SET TASK.
Repeat word for word the part of the essay on capitalism and magic below that runs from "Perhaps this is" to "and take action.".
-- START OF SELECTED EXCERPT --
Perhaps this is why capitalism has always feared magic as well. Described as an “obstacle to the rationalization of the work process” and a threat to “individual responsibility”, magic corrodes the logic of free enterprise—getting what you want without punching a clock just doesn’t seem fair. This is exactly what makes it so dangerous, and so powerful. The Marxist feminist Silvia Federici maintains that the persecution of witches in the early-modern period was intimately connected to the development of economic stratification and class warfare. Given the moment of extreme economic inequality today, there has never been a better time to capitalize on the impulse for change and take action.
Building a future where this becomes a reality will require a profound shift in consciousness—a transformation of the self that can lead to greater awareness of our shortcomings and our capabilities. To begin, we should reject the idea that tangible accumulation (either for hoarding or consumption) is a respectable marker of success. We also need to change our relationship with objects, status, power, and ultimately wealth, which is unsettling to say the least.
Doing this won’t be easy. In 1974, the Oxford economist Wilfred Beckerman painted a stark picture of what could happen if we embraced post-growth, “If growth were to be abandoned as an objective of policy, democracy too would have to be abandoned.” In 1974, one read that as news of impending apocalypse. Today, it describes reality, or at the very least, a rallying cry to what’s left of a civilization of plenty for some and privation for others. To borrow Beckerman’s phrase, it’s not that we have abandoned democracy—for marginalized communities, democracy has abandoned you.
The fact that capitalism is designed to keep us perpetually anxious makes these ideas uncomfortable to even think about. But renewing our emphasis on communities of mutual aid will force us to reorient even our most selfish beliefs. In the same way that the occult has always spoken truth to power, those serious about embracing a more humane future—whether one that capitalizes on post-growth or something else entirely—must understand that the work of upsetting ecosystems of power and privilege has never been comfortable, certain, or safe. The pale-male ethos sustaining the early-modern witch trials was responsible for upwards of 60,000 deaths all in the name of greed, efficiency, paranoia, and anxiety. The belief that these witches were out doing the devil’s work was consuming but ultimately invisible. At the risk of co-opting the same rhetoric in support of this argument, it bears noting that ridding the world of witches only called attention to their identities and legacies.
-- END OF SELECTED EXCERPT --
-- START OF DATASET SECTION --
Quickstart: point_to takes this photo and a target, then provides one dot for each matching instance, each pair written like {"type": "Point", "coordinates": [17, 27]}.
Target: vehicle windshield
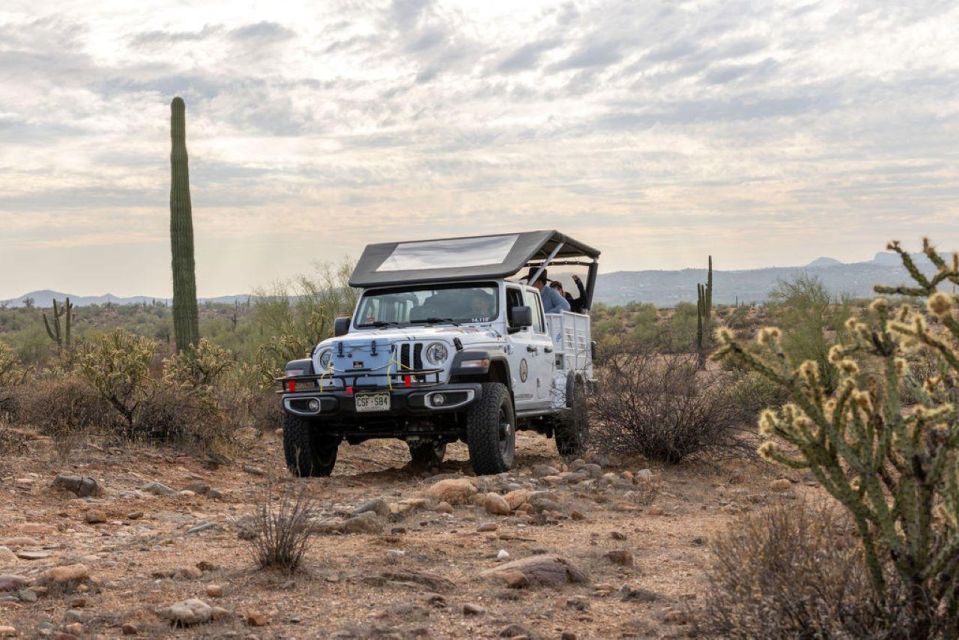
-- END OF DATASET SECTION --
FULL OUTPUT.
Perhaps this is why capitalism has always feared magic as well. Described as an “obstacle to the rationalization of the work process” and a threat to “individual responsibility”, magic corrodes the logic of free enterprise—getting what you want without punching a clock just doesn’t seem fair. This is exactly what makes it so dangerous, and so powerful. The Marxist feminist Silvia Federici maintains that the persecution of witches in the early-modern period was intimately connected to the development of economic stratification and class warfare. Given the moment of extreme economic inequality today, there has never been a better time to capitalize on the impulse for change and take action.